- [What you need to do]: List each line of the rows below that contains the string "distant", copying every such line in full.

(Dataset items)
○ ○ ○ ○ ○

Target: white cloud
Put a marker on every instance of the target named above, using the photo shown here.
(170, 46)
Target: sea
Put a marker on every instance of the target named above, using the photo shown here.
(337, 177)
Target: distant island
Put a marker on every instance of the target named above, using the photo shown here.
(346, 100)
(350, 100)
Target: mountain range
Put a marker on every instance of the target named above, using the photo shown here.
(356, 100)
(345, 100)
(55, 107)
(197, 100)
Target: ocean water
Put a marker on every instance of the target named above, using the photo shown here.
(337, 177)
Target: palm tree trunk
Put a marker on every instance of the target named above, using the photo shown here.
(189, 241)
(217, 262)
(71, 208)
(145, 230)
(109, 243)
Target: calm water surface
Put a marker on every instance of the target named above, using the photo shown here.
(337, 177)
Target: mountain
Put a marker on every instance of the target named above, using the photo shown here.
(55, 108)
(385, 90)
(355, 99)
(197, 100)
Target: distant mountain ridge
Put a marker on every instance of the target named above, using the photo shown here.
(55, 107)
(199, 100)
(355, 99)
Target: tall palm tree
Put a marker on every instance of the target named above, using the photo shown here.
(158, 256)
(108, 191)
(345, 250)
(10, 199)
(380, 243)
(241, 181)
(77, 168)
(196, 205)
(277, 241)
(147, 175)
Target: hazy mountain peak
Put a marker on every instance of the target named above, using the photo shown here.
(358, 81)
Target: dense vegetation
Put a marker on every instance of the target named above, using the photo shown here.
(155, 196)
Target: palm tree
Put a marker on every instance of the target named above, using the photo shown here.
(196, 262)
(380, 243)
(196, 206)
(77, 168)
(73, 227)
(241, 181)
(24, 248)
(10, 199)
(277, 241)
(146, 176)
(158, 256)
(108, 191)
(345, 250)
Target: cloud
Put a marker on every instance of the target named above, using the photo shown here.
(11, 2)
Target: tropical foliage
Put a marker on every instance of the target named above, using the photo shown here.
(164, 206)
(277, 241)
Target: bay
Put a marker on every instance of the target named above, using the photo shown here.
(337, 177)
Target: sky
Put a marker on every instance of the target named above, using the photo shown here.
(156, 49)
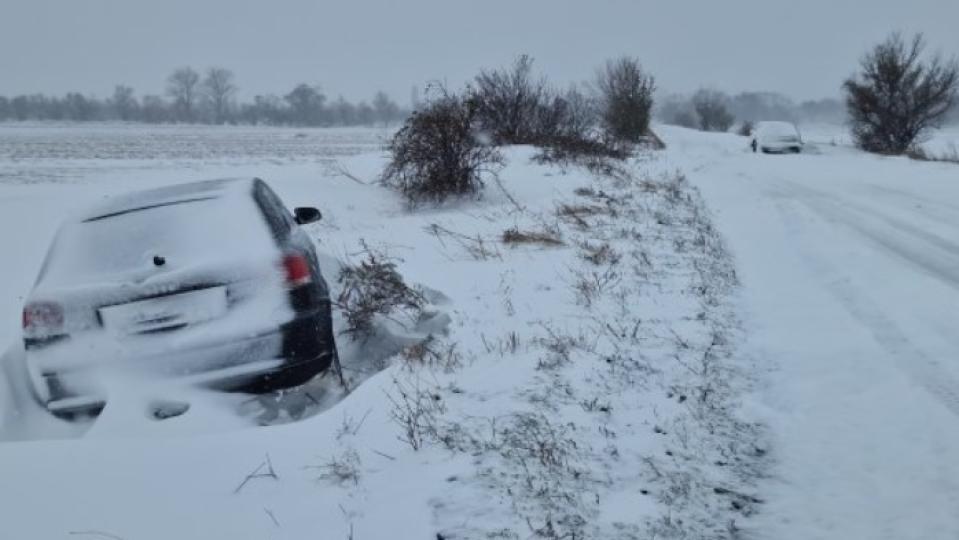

○ ○ ○ ○ ○

- [Final answer]:
Target: distant island
Target: distant mountain ridge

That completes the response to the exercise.